# Brief 1
Using the vehicle frame description, explain how the front-rear frame 31 comes to have a closed cross-section that is continuous in the vehicle front-rear direction.
# Brief 2
Translate this sentence from the vehicle frame description into Spanish: "As shown in FIGS. 5, 7, and 8, each front-rear frame 31 has an upper and lower divided structure that is composed of an upper member 34 having a substantially U-shaped cross section opening downward and a lower member 35 having a substantially U-shaped cross section opening upward."

As shown in FIGS. 3 and 9, each front-rear frame 31 is structured such that the rear horizontal portion 39a is positioned on a vehicle-width-direction inner side relative to the front end of the front horizontal portion 39c and the front-rear frame 31 is gradually positioned toward a vehicle-width-direction outer side from the front end of the rear horizontal portion 39a to the front end of the front horizontal portion 39c.

In the present embodiment, the left and right inclined portions 39b extend inclinedly in the up-down direction such that they are located upward as they go frontward as described above (see FIG. 7), and additionally, they extend inclinedly in the vehicle width direction too such that a distance between them in the vehicle width direction gradually widens as they go frontward, as shown in FIG. 3.

As shown in FIGS. 5, 7, and 8, each front-rear frame 31 has an upper and lower divided structure that is composed of an upper member 34 having a substantially U-shaped cross section opening downward and a lower member 35 having a substantially U-shaped cross section opening upward.

The upper member 34 includes the upper wall 34a (see FIGS. 8 and 10) and an outer wall 34b (see FIG. 8) and an inner wall 34c (see FIG. 7) in the vehicle width direction, and the lower member 35 includes the lower wall 35a (see FIG. 9) and an outer wall 35b (see FIG. 8) and an inner wall 35c (see FIG. 7) in the vehicle width direction.

As shown in FIGS. 8 to 10, the outer wall 34b of the upper member 34 and the outer wall 35b of the lower member 35 of the front-rear frame 31, and the inner wall 34c of the upper member 34 and the inner wall 35c of the lower member 35 of the front-rear frame 31 are joined by arc welding and the like each along the vehicle front-rear direction.

As a result of this formation of joined portions 41, which respectively join inner wall portions and outer wall portions in the vehicle width direction of the upper member 34 and the lower member 35 (see FIGS. 9 and 10), the front-rear frame 31 is formed therein a closed cross-section 31s that is continuous in the vehicle front-rear direction (see FIG. 5).

However, as shown in FIGS. 8 to 10, at a portion in the vehicle front-rear direction of the front-rear frame 31 overlapping (lapping) a stabilizer mounting bracket 50 (described later), the front-rear frame 31 is provided with an unjoined area 41N on both inner and outer sides thereof in the vehicle width direction, where the joined portion 41 is partially absent.

# Excerpted records
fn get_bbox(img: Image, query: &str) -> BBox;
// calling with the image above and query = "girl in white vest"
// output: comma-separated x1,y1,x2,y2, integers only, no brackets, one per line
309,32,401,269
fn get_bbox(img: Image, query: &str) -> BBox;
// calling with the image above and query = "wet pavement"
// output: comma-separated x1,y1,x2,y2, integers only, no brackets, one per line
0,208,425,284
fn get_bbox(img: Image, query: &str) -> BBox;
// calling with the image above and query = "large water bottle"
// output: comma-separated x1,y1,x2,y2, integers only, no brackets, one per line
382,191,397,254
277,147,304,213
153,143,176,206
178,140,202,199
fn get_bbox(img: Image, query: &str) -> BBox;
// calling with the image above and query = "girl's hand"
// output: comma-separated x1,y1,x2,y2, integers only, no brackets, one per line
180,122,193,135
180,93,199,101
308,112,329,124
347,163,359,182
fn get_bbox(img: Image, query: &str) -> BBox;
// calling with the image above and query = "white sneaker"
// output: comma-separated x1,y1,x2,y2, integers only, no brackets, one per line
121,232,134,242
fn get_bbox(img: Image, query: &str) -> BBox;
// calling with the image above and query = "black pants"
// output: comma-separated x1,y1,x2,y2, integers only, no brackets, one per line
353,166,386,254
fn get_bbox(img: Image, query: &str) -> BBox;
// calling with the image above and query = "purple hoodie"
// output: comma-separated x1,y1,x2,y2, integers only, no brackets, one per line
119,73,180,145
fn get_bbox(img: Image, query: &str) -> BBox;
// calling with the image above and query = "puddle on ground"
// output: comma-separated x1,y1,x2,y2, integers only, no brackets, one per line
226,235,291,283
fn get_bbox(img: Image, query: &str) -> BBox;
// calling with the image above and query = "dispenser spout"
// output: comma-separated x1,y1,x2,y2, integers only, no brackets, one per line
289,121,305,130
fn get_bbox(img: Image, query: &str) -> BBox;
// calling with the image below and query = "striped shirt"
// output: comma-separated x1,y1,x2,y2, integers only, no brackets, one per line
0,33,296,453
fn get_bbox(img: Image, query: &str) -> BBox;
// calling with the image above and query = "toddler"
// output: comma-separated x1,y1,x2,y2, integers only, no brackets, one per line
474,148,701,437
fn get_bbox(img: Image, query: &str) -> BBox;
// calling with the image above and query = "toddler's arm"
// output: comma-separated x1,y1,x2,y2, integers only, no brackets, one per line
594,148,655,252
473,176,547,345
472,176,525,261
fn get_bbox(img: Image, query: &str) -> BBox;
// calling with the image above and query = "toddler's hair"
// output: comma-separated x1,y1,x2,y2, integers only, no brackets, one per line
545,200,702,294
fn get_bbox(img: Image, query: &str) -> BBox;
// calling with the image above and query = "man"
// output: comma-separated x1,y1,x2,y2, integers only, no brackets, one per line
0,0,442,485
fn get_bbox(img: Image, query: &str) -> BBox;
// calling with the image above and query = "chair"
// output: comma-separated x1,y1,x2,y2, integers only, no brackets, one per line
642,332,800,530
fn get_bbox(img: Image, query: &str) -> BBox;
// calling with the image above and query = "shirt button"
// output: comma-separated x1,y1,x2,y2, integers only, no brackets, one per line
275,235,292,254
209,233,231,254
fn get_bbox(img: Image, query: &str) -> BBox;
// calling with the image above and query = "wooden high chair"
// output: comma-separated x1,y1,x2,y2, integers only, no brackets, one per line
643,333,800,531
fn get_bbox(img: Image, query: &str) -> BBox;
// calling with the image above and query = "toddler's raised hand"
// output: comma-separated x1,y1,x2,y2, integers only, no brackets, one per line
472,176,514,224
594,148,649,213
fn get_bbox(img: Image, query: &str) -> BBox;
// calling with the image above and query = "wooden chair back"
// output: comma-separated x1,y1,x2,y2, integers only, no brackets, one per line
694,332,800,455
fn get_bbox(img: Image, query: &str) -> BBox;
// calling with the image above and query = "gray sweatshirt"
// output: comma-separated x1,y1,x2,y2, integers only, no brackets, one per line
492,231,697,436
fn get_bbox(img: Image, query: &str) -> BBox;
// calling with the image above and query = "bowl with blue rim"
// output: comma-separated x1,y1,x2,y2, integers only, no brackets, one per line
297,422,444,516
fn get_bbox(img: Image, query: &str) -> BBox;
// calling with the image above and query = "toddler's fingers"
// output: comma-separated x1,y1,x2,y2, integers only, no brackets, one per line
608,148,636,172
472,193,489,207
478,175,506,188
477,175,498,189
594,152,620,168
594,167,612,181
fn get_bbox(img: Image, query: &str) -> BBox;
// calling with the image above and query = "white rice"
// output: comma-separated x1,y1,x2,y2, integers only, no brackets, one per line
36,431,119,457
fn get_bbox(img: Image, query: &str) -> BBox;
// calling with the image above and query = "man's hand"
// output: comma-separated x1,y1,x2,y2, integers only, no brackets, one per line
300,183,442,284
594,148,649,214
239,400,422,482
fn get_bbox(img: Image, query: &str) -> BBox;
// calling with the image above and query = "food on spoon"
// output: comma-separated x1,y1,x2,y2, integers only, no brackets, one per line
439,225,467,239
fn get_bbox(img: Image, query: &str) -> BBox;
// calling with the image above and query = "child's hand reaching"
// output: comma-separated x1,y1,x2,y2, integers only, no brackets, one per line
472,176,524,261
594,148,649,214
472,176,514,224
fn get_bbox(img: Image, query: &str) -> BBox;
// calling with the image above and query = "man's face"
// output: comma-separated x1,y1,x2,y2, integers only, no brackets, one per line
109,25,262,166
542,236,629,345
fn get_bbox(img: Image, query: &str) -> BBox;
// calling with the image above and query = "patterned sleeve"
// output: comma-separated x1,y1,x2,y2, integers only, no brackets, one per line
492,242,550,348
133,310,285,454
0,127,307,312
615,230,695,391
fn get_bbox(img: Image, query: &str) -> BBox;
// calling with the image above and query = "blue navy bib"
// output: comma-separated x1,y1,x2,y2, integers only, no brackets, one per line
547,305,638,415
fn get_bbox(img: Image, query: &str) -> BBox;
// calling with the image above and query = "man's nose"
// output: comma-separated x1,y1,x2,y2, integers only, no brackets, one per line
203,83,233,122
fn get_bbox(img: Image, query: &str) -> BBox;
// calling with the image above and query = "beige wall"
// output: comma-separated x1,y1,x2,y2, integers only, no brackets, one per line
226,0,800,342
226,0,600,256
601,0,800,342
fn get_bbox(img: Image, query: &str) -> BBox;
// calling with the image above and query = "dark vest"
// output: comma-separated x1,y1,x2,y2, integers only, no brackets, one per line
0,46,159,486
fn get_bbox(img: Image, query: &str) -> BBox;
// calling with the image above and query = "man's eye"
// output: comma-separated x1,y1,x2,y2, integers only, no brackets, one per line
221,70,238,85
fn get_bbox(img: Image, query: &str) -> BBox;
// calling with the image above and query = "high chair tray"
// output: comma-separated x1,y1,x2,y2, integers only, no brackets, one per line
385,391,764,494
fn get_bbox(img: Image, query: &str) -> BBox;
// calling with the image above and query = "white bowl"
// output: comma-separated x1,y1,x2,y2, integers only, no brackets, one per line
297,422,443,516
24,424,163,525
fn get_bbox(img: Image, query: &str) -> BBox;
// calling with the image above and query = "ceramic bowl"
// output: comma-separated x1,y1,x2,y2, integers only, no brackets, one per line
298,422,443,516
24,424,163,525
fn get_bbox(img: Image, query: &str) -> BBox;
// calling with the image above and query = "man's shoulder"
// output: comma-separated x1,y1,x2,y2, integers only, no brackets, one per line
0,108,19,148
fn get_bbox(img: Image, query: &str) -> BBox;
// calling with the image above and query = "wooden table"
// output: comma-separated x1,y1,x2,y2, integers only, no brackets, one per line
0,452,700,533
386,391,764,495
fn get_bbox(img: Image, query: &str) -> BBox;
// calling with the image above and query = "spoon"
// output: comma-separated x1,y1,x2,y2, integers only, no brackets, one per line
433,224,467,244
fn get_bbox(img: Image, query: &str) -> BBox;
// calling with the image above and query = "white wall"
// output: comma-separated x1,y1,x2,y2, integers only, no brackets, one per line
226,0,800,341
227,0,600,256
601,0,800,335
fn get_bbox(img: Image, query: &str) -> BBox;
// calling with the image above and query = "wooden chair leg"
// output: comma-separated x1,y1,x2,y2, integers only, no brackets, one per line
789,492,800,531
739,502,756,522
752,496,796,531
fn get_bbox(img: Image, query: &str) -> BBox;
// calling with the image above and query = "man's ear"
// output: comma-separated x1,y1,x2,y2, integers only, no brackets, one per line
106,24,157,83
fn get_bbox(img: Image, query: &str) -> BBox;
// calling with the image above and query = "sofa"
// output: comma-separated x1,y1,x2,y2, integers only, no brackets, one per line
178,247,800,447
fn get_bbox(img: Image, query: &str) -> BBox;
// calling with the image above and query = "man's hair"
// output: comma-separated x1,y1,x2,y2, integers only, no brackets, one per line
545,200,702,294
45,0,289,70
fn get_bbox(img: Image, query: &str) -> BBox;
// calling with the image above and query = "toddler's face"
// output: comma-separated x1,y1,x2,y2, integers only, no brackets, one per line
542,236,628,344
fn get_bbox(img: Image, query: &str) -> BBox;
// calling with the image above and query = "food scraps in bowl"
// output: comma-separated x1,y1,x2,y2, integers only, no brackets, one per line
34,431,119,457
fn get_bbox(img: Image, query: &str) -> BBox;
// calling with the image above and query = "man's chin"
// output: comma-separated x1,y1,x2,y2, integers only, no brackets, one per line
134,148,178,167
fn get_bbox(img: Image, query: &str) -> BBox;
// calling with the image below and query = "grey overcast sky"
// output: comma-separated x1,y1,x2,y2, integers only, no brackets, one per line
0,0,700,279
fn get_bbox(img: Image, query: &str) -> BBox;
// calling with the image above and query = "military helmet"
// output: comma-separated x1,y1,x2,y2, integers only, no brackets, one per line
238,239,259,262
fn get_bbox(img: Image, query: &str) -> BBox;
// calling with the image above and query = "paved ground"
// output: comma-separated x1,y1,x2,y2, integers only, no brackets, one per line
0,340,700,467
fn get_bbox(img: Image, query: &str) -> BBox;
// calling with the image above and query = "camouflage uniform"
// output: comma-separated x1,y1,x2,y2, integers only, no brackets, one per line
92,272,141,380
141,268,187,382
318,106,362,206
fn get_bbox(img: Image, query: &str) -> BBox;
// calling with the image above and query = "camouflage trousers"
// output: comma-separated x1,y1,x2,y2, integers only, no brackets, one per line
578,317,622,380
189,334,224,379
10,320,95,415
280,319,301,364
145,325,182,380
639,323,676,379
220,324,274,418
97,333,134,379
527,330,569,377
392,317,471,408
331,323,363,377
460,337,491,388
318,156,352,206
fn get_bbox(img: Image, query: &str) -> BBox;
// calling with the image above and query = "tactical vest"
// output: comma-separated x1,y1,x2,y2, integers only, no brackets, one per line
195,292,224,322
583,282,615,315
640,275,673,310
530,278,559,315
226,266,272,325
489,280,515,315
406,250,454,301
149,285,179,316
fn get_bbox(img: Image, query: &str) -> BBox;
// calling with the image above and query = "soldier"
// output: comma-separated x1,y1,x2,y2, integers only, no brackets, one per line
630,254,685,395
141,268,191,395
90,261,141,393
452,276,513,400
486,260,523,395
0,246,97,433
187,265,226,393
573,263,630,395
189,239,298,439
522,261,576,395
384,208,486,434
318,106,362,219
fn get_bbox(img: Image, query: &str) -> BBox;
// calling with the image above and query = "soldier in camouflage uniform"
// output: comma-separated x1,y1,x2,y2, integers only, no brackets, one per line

# Exercise output 1
The front-rear frame 31 is built from an upper member 34 with a U-shaped cross section that opens downward and a lower member 35 with a U-shaped cross section that opens upward. The outer walls 34b and 35b are joined to each other, and the inner walls 34c and 35c are joined to each other, by arc welding or similar along the vehicle front-rear direction. These joined portions 41 form the closed cross-section 31s, which runs continuously in the front-rear direction.

# Exercise output 2
Como se muestra en las FIGS. 5, 7 y 8, cada bastidor delantero-trasero 31 tiene una estructura dividida en parte superior e inferior, compuesta por un miembro superior 34 que tiene una sección transversal sustancialmente en forma de U abierta hacia abajo y un miembro inferior 35 que tiene una sección transversal sustancialmente en forma de U abierta hacia arriba.